## [LATIHAN YANG DIKERJAKAN]
1. Menurut kutipan tentang pengurangan PLTU batu bara, berapa usia PLTU tua yang akan diganti dengan PLTS?
2. Perbarui bagian kutipan tentang pengurangan PLTU batu bara di antara "Terdapat dua opsi" dan "tenaga surya (PLTS).", termasuk kedua ujungnya, dengan mengganti "pembangkit listrik tenaga surya" menjadi "pembangkit listrik tenaga matahari".

## [KUTIPAN TERPILIH]
Bisnis.com, JAKARTA — Pemerintah tengah mempertimbangkan untuk mengurangi porsi penggunaan pembangkit listrik tenaga batu bara guna meningkatkan kapasitas pembangkit berbasis energi baru dan terbarukan.
Terdapat dua opsi yang tengah dipertimbangan Kementerian Energi dan Sumber Daya Mineral untuk mengurangi penggunaan pembangkit listrik tenaga uap (PLTU) yang berasal dari batu bara.
Opsi pertama, yakni mengganti PLTU tua yang sudah berusia 20 tahun— 25 tahun dengan pembangkit listrik tenaga surya (PLTS).
Opsi kedua adalah mendorong pencampuran biomassa dengan batu bara sebagai bahan bakar PLTU yang telah beroperasi atau disebut co-firing biomassa.

## [BAHAN YANG DISEDIAKAN]
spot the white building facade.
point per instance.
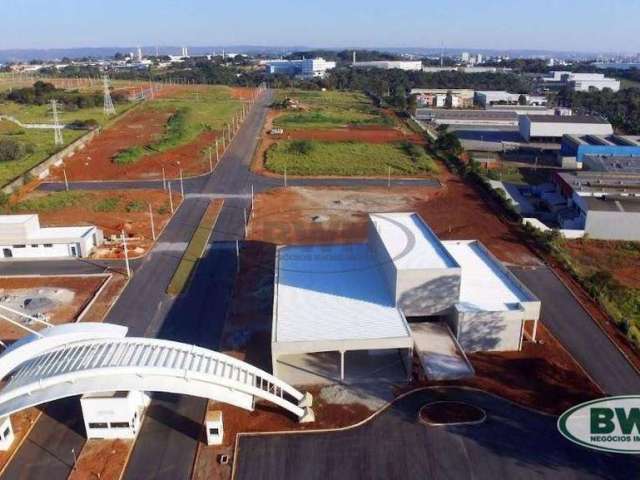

## [JAWABAN LATIHAN]
1. PLTU tua yang akan diganti sudah berusia 20–25 tahun.

2.
Terdapat dua opsi yang tengah dipertimbangan Kementerian Energi dan Sumber Daya Mineral untuk mengurangi penggunaan pembangkit listrik tenaga uap (PLTU) yang berasal dari batu bara.
Opsi pertama, yakni mengganti PLTU tua yang sudah berusia 20 tahun— 25 tahun dengan pembangkit listrik tenaga matahari (PLTS).